* _Problem to work on_: The following data has a line with "Target: blonde hair" and a line with "the form [103,244].". Write out exactly those lines and all the lines between them.

* _Information supplied_:
━━━━━━━━━━━━━━━━

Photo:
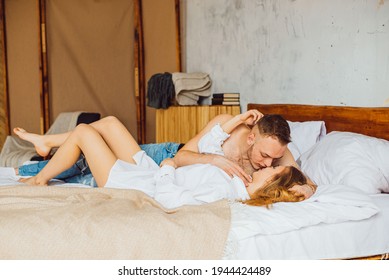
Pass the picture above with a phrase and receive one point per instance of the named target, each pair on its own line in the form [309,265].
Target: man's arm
[189,154]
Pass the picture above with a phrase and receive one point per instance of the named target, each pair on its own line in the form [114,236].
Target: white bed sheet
[324,241]
[349,239]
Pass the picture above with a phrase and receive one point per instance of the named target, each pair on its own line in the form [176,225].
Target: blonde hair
[278,188]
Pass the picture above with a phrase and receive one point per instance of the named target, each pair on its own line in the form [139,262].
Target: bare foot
[37,140]
[35,181]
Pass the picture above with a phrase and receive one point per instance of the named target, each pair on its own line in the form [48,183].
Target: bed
[64,221]
[365,238]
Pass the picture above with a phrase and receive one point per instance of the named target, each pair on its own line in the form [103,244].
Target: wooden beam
[44,79]
[4,114]
[139,71]
[178,35]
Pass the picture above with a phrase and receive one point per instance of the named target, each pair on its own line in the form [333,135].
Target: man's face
[264,150]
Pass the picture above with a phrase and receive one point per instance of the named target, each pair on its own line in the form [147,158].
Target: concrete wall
[299,51]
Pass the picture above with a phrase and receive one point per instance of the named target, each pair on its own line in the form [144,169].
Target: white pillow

━━━━━━━━━━━━━━━━

* _Result of the task_:
Target: blonde hair
[278,188]
Pass the picture above with a phrase and receive one point per instance of the named target, each pair on its own line in the form [139,262].
Target: bare foot
[37,140]
[35,181]
Pass the picture above with a phrase and receive one point per instance of the named target, each pair on its own line in the form [48,183].
Target: bed
[64,221]
[365,238]
Pass the picture above with a phrase and receive one point per instance of the named target, each pair on its own line in the form [103,244].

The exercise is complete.